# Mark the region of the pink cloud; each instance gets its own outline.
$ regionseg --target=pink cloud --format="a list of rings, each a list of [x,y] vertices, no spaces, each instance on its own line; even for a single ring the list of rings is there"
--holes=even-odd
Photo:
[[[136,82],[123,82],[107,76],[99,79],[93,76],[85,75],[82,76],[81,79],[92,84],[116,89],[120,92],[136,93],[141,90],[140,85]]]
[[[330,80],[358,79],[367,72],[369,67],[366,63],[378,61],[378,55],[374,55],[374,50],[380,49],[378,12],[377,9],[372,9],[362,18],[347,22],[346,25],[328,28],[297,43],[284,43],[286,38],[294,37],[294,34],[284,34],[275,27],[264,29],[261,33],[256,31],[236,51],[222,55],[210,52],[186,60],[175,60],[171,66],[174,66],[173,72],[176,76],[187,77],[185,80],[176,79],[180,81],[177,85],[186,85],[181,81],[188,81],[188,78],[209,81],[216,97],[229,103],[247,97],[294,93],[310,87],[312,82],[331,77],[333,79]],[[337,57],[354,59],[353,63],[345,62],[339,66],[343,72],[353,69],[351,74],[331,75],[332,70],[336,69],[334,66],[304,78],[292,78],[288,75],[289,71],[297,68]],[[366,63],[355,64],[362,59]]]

........

### To do
Please copy all of the rows above word for word, keeping every line and character unchanged.

### Expected answer
# Mark the region of the pink cloud; each instance gets its own outline.
$ regionseg --target=pink cloud --format="a list of rings, each a list of [x,y] vertices, no spaces, each instance on its own line; even for a single ring the list of rings is there"
--holes=even-odd
Photo:
[[[136,82],[123,82],[107,76],[99,79],[93,76],[85,75],[82,76],[81,79],[92,84],[116,89],[120,92],[136,93],[141,90],[140,85]]]
[[[330,80],[358,79],[367,72],[369,67],[366,63],[378,61],[378,55],[374,55],[374,50],[380,49],[378,12],[377,9],[372,9],[362,18],[347,22],[346,25],[328,28],[297,43],[284,43],[286,38],[294,37],[294,34],[284,34],[275,27],[264,29],[261,33],[256,31],[236,51],[222,55],[210,52],[186,60],[175,60],[171,66],[174,66],[173,72],[176,76],[187,77],[185,80],[176,79],[180,81],[177,85],[186,85],[181,81],[188,81],[188,78],[209,81],[216,97],[229,103],[247,97],[294,93],[310,87],[312,82],[331,77],[333,79]],[[337,57],[354,59],[353,63],[345,62],[339,66],[343,72],[353,69],[351,74],[331,75],[332,70],[336,69],[334,66],[304,78],[292,78],[288,75],[289,71],[297,68]],[[366,63],[355,64],[362,59]]]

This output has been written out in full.